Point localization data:
⟨

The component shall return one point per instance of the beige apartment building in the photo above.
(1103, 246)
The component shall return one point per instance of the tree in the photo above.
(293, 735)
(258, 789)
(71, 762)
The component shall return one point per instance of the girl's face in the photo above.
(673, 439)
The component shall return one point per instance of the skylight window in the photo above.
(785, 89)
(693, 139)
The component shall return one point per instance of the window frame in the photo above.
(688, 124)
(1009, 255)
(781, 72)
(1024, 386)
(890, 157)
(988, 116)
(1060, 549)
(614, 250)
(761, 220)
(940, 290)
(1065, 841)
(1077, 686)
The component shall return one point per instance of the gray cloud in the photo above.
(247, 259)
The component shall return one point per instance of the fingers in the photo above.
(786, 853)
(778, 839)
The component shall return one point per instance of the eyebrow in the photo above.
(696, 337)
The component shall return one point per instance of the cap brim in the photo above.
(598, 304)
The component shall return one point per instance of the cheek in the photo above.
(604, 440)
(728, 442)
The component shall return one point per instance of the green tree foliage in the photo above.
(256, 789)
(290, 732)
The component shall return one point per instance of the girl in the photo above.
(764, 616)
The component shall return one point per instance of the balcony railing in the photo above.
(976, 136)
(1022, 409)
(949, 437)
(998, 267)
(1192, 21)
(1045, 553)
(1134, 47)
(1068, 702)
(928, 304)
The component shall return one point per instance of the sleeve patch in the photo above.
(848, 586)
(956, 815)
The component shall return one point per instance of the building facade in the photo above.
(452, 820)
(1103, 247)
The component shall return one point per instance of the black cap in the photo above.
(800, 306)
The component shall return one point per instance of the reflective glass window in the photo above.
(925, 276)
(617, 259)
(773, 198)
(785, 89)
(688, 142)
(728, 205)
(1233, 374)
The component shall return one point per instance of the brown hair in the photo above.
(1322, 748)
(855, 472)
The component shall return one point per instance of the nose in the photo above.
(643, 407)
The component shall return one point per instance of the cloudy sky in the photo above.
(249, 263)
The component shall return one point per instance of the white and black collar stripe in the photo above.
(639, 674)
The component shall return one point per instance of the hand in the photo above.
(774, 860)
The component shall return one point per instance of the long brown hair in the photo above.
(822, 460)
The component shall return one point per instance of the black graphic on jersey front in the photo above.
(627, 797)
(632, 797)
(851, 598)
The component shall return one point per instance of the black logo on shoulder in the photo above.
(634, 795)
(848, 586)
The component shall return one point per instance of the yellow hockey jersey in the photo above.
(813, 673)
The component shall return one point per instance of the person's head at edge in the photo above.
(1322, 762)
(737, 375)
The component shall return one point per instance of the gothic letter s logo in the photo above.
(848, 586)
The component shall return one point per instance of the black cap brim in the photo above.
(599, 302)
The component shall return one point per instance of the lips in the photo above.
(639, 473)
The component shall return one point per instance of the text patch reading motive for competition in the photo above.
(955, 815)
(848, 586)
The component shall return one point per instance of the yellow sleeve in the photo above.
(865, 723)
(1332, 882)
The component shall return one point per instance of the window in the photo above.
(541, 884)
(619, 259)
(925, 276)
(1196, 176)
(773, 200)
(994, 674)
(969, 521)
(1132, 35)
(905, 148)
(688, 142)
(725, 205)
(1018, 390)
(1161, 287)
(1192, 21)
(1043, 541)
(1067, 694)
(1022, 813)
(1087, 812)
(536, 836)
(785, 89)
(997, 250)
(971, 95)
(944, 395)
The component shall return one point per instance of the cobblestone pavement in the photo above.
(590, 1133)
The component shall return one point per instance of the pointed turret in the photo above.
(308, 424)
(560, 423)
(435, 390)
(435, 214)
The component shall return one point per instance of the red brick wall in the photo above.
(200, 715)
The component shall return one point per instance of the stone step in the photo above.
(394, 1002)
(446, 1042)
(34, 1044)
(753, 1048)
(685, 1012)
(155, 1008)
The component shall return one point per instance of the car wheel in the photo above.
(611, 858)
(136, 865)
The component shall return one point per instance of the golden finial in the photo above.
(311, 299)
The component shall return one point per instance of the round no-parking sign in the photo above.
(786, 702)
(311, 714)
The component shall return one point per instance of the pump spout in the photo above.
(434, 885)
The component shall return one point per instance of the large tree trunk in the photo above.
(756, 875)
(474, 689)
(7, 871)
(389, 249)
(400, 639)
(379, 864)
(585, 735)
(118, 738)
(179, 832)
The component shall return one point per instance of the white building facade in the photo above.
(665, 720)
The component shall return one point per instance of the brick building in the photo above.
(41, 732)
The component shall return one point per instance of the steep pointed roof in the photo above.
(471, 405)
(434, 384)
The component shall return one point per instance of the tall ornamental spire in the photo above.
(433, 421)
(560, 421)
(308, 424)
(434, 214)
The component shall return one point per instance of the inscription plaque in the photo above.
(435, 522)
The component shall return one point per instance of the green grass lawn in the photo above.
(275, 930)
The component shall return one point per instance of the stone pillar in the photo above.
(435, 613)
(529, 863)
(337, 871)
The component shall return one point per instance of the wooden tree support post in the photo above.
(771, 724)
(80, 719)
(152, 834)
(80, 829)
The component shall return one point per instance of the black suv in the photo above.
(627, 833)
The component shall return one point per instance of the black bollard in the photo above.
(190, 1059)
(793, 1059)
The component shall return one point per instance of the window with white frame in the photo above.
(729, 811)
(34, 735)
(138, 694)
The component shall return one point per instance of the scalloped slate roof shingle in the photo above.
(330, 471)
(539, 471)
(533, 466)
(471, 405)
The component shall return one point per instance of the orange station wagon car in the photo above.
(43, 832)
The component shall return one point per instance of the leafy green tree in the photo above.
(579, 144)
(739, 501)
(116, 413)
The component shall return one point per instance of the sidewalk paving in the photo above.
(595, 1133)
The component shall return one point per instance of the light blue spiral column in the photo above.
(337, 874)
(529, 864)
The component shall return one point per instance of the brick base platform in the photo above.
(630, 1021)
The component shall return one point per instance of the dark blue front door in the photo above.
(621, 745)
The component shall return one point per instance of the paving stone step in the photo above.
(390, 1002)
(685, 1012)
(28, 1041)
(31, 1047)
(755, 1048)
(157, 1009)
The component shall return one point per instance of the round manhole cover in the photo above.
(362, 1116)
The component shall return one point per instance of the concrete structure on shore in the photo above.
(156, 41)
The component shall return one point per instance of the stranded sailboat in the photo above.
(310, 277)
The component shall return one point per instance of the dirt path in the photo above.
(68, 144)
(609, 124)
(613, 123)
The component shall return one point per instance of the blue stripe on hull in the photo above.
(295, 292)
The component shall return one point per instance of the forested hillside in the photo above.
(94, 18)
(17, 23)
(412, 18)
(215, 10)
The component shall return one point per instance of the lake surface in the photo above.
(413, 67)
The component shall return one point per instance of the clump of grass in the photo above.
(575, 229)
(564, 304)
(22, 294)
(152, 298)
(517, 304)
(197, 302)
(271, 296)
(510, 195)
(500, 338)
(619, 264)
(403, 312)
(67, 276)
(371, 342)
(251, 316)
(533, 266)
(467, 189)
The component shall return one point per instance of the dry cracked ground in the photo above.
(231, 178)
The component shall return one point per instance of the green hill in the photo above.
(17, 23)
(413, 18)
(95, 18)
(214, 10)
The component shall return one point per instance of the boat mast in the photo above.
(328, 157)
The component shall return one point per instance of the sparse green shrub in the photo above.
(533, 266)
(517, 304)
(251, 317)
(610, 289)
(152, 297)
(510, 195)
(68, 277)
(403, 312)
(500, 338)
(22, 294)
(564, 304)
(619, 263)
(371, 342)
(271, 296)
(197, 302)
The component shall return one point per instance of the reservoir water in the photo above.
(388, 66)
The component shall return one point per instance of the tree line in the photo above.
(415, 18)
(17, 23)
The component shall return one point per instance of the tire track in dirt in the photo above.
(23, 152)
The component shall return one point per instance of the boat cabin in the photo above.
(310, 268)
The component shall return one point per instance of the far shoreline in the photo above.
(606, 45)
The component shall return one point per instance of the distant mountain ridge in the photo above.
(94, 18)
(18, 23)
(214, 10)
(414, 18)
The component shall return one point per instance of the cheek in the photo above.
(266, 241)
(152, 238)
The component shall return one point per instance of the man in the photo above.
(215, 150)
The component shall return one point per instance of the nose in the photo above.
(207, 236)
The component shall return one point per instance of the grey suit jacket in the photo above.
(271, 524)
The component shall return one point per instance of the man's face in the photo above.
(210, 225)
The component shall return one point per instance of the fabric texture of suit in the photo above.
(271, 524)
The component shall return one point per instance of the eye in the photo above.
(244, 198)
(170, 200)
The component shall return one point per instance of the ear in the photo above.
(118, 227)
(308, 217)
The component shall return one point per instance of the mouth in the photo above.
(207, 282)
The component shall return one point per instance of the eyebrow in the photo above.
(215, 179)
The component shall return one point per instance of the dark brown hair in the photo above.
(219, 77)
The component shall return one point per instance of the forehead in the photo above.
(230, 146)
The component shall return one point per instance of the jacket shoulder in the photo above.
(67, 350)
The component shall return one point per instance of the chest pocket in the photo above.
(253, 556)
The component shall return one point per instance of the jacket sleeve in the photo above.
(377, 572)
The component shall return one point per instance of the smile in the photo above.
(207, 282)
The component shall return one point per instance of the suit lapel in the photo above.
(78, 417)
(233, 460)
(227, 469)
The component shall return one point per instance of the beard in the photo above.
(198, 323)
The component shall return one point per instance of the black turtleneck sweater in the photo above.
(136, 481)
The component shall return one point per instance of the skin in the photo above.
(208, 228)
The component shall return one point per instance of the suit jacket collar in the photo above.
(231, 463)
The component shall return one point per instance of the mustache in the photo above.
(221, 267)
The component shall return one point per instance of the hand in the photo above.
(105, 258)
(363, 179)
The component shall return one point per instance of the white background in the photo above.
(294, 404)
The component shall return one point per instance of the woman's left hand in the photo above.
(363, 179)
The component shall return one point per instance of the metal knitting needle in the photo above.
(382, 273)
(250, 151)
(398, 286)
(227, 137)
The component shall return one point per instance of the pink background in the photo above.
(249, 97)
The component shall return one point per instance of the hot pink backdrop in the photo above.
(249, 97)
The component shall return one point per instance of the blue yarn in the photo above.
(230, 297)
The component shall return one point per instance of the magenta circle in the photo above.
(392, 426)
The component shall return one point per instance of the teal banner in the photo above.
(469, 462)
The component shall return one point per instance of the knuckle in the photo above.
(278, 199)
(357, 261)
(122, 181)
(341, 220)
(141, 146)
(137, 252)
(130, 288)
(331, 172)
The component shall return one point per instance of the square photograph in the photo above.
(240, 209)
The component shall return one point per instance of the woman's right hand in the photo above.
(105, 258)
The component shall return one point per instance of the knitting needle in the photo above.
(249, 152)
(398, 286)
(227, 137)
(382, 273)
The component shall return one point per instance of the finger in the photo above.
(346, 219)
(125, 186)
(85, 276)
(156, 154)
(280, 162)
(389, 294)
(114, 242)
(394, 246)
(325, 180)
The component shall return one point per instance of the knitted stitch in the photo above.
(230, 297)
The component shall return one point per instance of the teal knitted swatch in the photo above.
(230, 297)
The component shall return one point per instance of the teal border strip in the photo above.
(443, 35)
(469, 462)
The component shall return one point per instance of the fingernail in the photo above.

⟩

About this exercise — Using the records above, please retype only the run of lines from the line holding "The component shall return one point per instance of the square" through the last line, both ends included.

Your response —
The component shall return one point per instance of the square photograph in the photo above.
(240, 209)
The component shall return one point per instance of the woman's right hand in the photo above.
(105, 258)
The component shall return one point per instance of the knitting needle in the photo above.
(249, 152)
(398, 286)
(227, 137)
(382, 273)
The component shall return one point per instance of the finger in the photo above.
(346, 219)
(125, 186)
(85, 276)
(156, 154)
(280, 162)
(389, 294)
(114, 242)
(394, 246)
(325, 180)
The component shall return one point per instance of the knitted stitch in the photo above.
(230, 297)
The component shall return one point per instance of the teal knitted swatch in the photo above.
(230, 297)
The component shall return one point per instance of the teal border strip in the photo above.
(443, 35)
(469, 462)
The component shall return one point per instance of the fingernail in the photo above.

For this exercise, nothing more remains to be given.